Entries provided -
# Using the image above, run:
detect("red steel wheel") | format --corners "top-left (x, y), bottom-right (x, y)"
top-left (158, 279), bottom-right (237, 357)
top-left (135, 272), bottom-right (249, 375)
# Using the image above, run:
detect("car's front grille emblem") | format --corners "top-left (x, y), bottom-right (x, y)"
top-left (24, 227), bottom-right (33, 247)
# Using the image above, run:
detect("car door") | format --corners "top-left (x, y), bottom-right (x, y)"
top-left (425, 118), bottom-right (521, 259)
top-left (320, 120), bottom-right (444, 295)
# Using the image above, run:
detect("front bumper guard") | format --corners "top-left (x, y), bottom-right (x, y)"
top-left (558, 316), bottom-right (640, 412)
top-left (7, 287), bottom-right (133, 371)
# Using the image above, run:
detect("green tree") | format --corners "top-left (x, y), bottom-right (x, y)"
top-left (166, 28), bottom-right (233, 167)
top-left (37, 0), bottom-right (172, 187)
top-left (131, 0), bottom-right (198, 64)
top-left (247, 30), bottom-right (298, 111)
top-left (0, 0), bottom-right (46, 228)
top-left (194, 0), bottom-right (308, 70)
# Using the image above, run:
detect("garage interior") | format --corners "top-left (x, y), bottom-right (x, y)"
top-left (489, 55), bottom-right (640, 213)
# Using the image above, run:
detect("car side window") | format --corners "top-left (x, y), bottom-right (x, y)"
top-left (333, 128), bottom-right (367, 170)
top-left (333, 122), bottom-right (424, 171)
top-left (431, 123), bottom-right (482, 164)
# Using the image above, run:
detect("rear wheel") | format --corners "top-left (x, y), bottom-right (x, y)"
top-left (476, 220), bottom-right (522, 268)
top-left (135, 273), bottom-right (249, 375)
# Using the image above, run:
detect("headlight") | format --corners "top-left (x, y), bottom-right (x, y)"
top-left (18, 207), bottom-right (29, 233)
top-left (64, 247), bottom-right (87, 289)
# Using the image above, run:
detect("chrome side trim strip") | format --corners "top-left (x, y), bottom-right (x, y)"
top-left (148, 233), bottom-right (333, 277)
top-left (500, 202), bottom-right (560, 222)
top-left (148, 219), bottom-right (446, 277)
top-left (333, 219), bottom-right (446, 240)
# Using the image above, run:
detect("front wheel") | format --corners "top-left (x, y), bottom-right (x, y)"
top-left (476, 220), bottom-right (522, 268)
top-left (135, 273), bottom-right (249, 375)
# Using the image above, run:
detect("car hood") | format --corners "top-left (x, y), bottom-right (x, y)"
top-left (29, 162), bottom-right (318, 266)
---
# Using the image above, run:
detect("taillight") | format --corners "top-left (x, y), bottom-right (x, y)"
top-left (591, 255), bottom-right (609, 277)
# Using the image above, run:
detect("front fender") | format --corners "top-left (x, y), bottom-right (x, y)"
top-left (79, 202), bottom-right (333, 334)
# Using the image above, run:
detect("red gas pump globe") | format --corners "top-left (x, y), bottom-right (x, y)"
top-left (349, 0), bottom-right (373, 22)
---
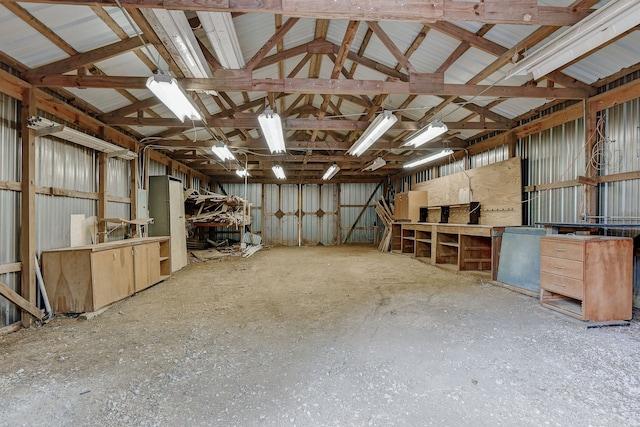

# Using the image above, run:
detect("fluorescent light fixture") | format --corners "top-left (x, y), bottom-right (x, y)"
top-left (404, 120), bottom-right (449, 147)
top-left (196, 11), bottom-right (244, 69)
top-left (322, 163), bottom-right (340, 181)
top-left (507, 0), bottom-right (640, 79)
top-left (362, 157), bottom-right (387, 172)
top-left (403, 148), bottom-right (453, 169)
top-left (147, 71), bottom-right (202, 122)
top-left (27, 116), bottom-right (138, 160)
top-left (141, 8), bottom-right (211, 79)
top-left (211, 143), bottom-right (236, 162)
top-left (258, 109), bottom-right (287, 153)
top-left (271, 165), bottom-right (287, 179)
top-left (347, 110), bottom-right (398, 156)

Task brief -
Identify every line in the records above that contains the string "front", and copy each of those lines in full.

Result of this exercise -
detect("car's front grille emblem") | format --corners "top-left (x, y), bottom-right (x, y)"
detect("front bumper guard") | format --corners "top-left (x, y), bottom-right (x, y)"
detect("front wheel") | format --corners "top-left (x, y), bottom-right (x, y)"
detect("front fender") | format --corners "top-left (x, y), bottom-right (x, y)"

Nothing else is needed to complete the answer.